RECORDS SHOWN:
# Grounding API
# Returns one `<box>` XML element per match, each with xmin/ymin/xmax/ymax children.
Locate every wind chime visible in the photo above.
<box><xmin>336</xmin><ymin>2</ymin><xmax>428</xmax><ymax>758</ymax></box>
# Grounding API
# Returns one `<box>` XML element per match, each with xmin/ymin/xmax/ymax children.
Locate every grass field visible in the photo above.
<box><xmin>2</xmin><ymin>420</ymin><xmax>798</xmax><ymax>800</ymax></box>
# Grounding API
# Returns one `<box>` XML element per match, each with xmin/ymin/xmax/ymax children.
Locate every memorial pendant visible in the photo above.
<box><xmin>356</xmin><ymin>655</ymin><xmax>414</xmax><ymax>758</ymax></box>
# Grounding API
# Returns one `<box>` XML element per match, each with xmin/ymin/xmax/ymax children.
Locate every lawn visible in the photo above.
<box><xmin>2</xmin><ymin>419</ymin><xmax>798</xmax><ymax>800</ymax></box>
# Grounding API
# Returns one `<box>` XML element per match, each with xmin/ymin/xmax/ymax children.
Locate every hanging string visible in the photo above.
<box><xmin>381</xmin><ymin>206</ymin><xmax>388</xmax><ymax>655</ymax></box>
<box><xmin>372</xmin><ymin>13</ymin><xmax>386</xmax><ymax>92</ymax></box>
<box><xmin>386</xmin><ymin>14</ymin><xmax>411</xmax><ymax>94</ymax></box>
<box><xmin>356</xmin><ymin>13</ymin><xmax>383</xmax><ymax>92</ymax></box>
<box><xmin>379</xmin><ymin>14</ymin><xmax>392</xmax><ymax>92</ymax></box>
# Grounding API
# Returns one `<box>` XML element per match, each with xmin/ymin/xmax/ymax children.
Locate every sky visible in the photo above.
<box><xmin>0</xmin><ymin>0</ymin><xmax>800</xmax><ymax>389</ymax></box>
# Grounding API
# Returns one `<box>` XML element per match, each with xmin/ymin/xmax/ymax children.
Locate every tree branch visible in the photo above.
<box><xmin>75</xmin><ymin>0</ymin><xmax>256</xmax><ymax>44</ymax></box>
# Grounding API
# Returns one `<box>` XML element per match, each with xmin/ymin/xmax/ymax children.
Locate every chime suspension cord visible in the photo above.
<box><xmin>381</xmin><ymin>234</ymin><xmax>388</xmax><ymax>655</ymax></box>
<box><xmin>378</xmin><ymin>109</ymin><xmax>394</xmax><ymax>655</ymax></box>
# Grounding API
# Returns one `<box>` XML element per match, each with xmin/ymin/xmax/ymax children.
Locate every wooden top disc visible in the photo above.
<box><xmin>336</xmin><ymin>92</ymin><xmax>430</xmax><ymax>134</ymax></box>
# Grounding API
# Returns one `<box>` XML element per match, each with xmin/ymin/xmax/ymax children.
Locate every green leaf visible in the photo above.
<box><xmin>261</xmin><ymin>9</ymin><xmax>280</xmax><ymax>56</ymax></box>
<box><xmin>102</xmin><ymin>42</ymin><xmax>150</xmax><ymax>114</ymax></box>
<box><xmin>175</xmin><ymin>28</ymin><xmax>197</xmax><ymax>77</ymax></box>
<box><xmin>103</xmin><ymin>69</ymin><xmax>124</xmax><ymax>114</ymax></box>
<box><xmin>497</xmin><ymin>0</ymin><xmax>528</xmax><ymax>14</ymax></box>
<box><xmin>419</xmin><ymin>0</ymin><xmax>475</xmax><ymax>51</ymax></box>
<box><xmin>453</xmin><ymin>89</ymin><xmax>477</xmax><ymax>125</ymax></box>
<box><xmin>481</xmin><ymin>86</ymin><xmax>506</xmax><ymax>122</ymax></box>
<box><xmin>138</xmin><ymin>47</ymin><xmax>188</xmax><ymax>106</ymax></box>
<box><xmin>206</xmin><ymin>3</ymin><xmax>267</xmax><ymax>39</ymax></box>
* * *
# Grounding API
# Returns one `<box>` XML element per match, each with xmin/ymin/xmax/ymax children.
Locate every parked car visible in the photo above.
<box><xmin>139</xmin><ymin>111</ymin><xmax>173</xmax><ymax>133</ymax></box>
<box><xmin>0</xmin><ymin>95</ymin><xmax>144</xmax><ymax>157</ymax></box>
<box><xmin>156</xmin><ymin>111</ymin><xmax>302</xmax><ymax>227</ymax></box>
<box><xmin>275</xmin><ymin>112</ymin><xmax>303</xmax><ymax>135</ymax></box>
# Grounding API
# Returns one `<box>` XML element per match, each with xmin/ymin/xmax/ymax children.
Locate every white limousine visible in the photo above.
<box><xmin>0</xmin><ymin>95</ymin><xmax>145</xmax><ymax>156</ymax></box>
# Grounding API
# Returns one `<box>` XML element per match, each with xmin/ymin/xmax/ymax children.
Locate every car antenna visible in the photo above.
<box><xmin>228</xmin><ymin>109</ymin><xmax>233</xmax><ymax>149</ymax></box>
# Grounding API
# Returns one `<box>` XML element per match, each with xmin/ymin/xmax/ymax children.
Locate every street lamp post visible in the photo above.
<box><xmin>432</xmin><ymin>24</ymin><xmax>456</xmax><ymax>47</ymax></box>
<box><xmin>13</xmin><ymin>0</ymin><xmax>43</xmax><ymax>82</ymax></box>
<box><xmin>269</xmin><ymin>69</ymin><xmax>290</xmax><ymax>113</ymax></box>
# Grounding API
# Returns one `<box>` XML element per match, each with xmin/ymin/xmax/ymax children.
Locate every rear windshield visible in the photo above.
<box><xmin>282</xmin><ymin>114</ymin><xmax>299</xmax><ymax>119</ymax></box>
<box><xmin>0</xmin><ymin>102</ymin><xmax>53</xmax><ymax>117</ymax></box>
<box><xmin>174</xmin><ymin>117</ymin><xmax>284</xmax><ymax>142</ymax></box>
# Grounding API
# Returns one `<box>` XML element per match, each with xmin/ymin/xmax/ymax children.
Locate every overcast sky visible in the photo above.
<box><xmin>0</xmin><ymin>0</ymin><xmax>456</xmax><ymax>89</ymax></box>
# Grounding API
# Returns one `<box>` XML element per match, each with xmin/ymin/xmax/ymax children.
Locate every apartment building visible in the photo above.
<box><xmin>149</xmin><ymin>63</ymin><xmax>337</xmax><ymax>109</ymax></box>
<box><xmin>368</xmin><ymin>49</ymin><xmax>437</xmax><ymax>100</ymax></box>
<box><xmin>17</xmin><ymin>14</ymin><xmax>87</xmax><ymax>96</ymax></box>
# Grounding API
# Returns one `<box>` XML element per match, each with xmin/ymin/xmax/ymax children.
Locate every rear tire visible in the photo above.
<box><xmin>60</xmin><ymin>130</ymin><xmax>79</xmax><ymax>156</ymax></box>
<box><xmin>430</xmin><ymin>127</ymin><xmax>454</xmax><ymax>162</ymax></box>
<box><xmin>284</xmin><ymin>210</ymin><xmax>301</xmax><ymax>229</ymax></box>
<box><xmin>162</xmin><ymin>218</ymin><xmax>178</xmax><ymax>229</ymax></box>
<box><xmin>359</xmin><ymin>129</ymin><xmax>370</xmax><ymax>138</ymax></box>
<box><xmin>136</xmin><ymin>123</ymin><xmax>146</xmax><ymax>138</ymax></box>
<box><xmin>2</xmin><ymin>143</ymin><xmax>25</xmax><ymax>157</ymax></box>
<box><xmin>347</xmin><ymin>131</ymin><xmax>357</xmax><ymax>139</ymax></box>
==
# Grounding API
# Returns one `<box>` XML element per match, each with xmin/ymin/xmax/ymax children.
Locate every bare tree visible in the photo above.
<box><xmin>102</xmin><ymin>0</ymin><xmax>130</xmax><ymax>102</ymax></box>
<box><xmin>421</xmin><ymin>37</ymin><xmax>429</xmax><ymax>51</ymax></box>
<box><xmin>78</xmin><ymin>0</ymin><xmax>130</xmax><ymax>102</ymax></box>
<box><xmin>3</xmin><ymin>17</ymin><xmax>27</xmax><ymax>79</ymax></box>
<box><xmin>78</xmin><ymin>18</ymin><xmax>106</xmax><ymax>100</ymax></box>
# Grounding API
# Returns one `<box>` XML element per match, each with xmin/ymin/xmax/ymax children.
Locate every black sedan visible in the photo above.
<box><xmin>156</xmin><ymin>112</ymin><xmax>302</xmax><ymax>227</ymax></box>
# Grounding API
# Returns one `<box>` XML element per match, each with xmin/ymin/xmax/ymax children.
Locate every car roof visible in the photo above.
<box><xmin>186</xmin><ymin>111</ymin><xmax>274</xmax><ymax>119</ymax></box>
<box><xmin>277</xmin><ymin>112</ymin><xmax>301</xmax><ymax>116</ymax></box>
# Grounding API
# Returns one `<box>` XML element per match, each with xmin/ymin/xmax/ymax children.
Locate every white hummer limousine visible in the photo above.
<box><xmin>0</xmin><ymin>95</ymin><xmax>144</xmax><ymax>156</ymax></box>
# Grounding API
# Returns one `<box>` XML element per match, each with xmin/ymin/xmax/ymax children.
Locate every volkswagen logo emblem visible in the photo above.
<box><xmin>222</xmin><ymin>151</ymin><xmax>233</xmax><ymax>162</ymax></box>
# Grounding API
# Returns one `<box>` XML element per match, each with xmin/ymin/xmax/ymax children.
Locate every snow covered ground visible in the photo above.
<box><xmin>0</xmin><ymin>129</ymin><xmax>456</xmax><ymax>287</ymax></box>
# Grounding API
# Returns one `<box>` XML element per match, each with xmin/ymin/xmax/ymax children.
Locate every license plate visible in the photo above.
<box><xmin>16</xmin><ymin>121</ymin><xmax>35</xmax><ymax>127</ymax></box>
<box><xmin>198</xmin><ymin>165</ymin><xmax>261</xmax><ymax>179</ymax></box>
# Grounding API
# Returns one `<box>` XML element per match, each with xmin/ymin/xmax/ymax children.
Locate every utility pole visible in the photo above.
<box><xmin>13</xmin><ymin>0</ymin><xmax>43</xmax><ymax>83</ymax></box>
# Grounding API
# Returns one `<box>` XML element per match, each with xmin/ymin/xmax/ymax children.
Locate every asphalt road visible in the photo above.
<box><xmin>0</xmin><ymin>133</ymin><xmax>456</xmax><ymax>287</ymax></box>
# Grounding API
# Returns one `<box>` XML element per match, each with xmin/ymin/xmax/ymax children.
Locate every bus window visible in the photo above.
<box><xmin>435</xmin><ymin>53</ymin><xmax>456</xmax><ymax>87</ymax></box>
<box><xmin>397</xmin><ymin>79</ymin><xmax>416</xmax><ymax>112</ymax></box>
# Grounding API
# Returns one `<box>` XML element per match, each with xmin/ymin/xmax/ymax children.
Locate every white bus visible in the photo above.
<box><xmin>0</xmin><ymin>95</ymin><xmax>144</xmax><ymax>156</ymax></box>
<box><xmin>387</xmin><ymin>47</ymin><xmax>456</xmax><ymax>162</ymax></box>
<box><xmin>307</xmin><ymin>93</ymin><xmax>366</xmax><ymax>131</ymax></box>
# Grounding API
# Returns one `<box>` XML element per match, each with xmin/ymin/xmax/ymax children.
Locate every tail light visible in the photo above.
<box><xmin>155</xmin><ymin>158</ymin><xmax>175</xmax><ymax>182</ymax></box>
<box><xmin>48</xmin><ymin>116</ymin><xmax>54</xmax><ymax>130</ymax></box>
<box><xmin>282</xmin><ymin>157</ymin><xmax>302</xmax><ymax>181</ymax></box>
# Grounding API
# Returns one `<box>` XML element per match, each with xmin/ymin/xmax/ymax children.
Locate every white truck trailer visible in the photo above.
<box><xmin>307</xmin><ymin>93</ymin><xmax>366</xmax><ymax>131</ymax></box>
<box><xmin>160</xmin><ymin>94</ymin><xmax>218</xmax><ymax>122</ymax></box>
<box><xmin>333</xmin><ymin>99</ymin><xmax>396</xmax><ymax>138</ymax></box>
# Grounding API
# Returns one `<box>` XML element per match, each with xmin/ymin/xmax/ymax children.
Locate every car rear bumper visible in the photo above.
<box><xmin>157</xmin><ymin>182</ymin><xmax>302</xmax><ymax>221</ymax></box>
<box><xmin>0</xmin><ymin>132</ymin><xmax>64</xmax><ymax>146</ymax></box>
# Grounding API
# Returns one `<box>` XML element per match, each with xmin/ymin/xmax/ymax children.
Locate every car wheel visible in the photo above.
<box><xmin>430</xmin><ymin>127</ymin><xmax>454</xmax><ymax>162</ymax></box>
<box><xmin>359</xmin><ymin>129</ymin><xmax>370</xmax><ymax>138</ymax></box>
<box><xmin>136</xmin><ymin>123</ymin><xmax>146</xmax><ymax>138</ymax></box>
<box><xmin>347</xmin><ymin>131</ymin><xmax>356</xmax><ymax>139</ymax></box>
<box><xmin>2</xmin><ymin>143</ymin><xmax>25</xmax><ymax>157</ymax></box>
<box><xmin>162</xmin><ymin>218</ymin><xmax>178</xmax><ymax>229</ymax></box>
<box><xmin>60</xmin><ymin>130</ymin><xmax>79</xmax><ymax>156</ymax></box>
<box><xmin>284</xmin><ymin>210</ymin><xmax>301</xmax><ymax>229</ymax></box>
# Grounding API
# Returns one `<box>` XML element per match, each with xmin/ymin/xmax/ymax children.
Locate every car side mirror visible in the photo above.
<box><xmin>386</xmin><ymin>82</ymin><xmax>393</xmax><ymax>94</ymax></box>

BRIEF:
How many lines in the items above contain the string "limousine"? Give only the number.

RESPONSE BELOW:
2